- TASK ITEM
Reproduce without any change the lines of the items below, starting at the line with "Within an <instance>, prompts" and ending with, and including, the line with "positive clicks: (72, 228)".

———

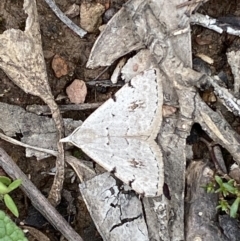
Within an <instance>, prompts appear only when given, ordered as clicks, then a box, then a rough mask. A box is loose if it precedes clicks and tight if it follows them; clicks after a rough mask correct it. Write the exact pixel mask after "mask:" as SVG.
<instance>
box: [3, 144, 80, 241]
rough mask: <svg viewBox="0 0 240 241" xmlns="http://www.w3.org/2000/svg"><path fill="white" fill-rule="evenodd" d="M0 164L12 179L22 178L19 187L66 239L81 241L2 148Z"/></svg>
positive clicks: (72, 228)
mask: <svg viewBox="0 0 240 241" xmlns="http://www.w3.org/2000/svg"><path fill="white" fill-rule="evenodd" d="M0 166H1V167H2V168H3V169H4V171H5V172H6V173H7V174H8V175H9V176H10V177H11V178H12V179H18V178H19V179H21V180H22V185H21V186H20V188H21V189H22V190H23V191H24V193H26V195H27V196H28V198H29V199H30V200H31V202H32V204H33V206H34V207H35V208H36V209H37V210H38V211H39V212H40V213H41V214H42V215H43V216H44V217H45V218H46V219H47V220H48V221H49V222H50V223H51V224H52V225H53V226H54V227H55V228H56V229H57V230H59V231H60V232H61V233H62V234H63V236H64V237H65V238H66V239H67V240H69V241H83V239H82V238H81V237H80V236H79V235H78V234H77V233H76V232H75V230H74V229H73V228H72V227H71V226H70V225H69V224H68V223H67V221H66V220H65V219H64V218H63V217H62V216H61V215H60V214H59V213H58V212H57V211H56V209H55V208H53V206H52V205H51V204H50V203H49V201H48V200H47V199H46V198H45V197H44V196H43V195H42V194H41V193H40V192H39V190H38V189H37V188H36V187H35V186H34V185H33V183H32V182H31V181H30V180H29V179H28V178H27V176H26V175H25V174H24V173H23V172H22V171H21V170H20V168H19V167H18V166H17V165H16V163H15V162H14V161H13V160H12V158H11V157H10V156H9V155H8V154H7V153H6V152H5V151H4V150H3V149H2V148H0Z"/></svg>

———

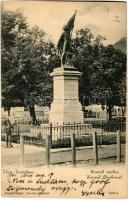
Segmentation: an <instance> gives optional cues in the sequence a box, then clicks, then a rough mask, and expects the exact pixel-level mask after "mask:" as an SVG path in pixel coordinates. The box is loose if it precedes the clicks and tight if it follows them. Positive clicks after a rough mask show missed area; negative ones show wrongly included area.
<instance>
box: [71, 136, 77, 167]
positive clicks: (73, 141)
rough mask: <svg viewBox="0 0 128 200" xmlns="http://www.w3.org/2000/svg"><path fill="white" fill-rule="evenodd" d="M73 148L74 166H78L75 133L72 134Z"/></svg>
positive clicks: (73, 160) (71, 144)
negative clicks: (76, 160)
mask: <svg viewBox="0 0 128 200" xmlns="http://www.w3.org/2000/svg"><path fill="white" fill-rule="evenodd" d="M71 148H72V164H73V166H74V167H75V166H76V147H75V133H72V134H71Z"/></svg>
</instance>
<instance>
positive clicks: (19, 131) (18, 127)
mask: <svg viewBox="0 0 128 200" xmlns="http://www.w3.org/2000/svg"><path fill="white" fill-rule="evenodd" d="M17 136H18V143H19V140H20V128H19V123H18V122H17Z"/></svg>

———

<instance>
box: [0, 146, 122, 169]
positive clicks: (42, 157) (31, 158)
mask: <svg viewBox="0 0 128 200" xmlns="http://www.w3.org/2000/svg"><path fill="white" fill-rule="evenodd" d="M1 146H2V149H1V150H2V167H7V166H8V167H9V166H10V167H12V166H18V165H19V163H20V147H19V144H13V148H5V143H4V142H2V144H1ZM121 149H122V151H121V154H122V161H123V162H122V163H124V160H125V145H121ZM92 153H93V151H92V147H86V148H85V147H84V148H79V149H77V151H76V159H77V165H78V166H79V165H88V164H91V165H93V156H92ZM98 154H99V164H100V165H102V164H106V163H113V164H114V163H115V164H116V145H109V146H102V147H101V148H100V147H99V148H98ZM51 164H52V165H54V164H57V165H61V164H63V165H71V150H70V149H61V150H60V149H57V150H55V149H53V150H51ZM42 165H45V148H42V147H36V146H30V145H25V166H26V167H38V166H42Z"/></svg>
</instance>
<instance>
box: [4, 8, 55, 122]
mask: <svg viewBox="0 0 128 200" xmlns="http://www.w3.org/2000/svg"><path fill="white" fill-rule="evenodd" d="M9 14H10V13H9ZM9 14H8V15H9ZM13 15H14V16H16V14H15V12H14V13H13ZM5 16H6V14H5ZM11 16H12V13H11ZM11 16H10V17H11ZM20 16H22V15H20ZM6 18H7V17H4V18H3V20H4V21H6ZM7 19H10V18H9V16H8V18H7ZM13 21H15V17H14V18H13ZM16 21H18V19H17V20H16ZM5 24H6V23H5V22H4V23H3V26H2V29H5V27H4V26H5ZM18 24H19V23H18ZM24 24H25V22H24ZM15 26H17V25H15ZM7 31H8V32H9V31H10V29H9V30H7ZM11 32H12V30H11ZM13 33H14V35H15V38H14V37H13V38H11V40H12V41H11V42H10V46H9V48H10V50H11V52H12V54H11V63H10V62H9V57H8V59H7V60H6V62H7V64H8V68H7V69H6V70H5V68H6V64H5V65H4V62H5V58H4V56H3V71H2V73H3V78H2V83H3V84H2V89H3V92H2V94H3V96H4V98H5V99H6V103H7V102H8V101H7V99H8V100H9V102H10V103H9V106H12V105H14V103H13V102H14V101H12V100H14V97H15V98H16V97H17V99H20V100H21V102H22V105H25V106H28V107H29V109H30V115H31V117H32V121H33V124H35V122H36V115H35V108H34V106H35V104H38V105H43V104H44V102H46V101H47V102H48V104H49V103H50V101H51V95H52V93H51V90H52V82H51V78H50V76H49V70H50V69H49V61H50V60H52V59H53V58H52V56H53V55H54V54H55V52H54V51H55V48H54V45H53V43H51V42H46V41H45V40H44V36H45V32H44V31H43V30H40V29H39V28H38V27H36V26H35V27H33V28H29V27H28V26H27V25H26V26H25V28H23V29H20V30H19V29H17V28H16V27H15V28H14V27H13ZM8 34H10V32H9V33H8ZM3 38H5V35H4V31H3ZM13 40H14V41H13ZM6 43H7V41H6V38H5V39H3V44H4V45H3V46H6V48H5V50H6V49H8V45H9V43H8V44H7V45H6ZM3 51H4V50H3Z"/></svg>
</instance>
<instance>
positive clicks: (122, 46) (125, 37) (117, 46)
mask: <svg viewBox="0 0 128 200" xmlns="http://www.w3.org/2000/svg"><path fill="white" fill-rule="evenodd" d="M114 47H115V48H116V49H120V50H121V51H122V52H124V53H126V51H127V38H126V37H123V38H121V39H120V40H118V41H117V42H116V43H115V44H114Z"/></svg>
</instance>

———

- EXERCISE OUTPUT
Within an <instance>, prompts appear only when given, ordered as clicks, then a box, then a rough mask. A box is loose if it precedes clicks and tight if it follows them; clicks after a rough mask correct it. Write the exact pixel mask after "mask:" as SVG.
<instance>
box: [3, 144, 80, 241]
rough mask: <svg viewBox="0 0 240 241" xmlns="http://www.w3.org/2000/svg"><path fill="white" fill-rule="evenodd" d="M0 164L12 179L22 178L19 187L66 239L81 241L2 148Z"/></svg>
positive clicks: (72, 228)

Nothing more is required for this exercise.